>> start Given data

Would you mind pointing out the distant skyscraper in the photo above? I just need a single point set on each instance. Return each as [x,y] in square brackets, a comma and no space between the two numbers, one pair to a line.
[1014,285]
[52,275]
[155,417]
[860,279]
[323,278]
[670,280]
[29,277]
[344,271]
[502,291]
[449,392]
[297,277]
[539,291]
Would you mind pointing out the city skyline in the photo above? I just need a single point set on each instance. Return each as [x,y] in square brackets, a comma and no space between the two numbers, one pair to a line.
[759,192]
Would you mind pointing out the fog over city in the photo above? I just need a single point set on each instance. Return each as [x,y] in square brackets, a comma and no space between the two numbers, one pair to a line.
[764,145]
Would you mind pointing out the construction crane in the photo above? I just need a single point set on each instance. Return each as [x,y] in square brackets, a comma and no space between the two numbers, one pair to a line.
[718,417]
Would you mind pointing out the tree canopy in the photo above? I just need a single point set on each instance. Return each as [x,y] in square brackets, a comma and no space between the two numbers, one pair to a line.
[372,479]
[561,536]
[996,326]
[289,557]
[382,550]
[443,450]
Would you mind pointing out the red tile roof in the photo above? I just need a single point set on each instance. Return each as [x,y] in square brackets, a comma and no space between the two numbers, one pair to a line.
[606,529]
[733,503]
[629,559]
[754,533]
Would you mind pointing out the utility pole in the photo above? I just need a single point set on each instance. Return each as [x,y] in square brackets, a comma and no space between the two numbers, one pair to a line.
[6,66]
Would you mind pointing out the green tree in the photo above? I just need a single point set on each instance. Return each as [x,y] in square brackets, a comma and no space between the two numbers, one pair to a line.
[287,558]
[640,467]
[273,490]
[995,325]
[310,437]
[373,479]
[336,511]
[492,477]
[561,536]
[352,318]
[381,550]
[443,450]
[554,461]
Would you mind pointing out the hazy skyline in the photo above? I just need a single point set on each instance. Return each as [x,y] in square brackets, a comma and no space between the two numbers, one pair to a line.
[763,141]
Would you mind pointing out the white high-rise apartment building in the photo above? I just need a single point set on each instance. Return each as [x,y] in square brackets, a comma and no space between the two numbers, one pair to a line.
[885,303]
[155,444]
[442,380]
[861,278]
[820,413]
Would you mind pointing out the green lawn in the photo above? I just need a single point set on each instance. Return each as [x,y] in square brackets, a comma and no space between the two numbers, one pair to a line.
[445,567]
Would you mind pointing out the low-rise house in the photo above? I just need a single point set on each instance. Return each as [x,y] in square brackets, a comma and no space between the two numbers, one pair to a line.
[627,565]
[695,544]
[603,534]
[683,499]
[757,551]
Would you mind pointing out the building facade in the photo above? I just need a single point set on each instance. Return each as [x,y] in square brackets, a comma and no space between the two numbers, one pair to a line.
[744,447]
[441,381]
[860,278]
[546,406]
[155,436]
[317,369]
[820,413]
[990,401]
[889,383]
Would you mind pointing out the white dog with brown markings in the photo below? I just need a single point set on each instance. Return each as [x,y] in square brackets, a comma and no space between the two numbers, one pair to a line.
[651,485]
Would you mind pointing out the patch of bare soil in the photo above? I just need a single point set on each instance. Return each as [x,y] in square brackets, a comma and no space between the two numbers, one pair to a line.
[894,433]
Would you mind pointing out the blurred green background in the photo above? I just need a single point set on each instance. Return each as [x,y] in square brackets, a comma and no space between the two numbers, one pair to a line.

>> end Given data

The exercise: In full and verbatim, repeat the records given above.

Exercise response:
Would you mind pointing out the distant skyscraper in the photo above? I just need a single point set on each instance. Return each as [x,y] in square brackets, a comma and no space between the two numbers, one pair to a line.
[1014,285]
[52,275]
[155,417]
[860,279]
[323,278]
[670,280]
[29,277]
[344,271]
[502,291]
[449,392]
[297,277]
[539,291]
Would you mind pointing out the city skyline in the photo above? I just need a single point set on each instance. Return each as [x,y] in square brackets, a comma and no space between the two numbers, one pair to a line.
[759,192]
Would you mind pointing out the fog over city in the photo above? I just need a single point set on each instance. Return each as [x,y] in square brackets, a comma and no space between the two numbers, one pair to a line.
[764,145]
Would you mind pointing out the construction crane in the photo above? I just need a single point set on each instance. Return each as [x,y] in square brackets, a comma and no space between the two numbers, one pair to a line.
[718,417]
Would you mind pointing out the tree canopy in the photo above? I just need a single point set on each instance. Return each as [x,y] in square brackets, a comma and no space between the two numbers, one pair to a line.
[372,479]
[561,536]
[996,326]
[289,557]
[382,550]
[443,450]
Would you mind pointing out the red tile roof in the photo above? I just need a single point set on each instance. Return each as [x,y] in square brackets, a comma and no space between the two numbers, one pair to a line.
[606,529]
[733,503]
[629,559]
[754,533]
Would you mind pointing out the utility pole in the photo above? I just need a single point set on each instance. Return each as [x,y] in square brackets, a comma and no space between the two numbers, one pair to a line.
[6,66]
Would you mind pointing out the green tree in the photo above? I just need a single point set on each instance. Return each as [x,y] in square brackets, a comma and no space between the two numbers, one pair to a line.
[287,558]
[640,467]
[273,490]
[995,325]
[310,437]
[373,479]
[336,511]
[492,477]
[561,536]
[352,318]
[381,550]
[443,450]
[554,461]
Would you mind pointing out the hazy skyline in the photo above? I just need a single point set on each instance. Return each as [x,y] in square brackets, a comma and no space between the two numbers, one pair to a line.
[763,141]
Would you mind pointing out the white high-rise apartment building in the photo above? I just need a single point set on each instance. Return each as [x,y] in square brackets, a comma and no space between the two numbers, one pair to a line.
[885,303]
[155,444]
[442,380]
[861,278]
[820,413]
Would you mind pointing out the green lawn in the photo above? I just need a single point set on each instance. Return each as [x,y] in square brackets, a comma and no space between the two numbers, one pair to a line.
[445,567]
Would you mind pointing out the low-rise house in the photo above? I just need a single point set on each instance. Return each as [x,y] in square brackets, a comma and no space between the two numbers, one pair to a line.
[627,565]
[695,544]
[603,534]
[683,499]
[757,551]
Would you mind pointing out the building facade in the photo above? I just need a single point set on each instance. Return each as [x,y] in square brackets, a comma and no space between the two numbers, one pair to a line.
[744,447]
[441,381]
[860,278]
[546,406]
[155,436]
[317,369]
[820,413]
[990,401]
[889,383]
Would you mind pointing out the white dog with brown markings in the photo below? I just need a single point set on each instance. Return each as [x,y] in square brackets, a comma and no space between the two numbers, one pair to a line.
[651,485]
Would you mind pointing out the patch of bare soil in the photo above? I just need a single point set on each instance. Return each as [x,y] in square brackets, a comma and no space between the two numbers, one pair to a line.
[894,433]
Would you mind pointing out the blurred green background in the photo above? I just need a single point set on each instance. Return each as [x,y] in square brackets, a comma and no space between the two numbers, one pair to a line.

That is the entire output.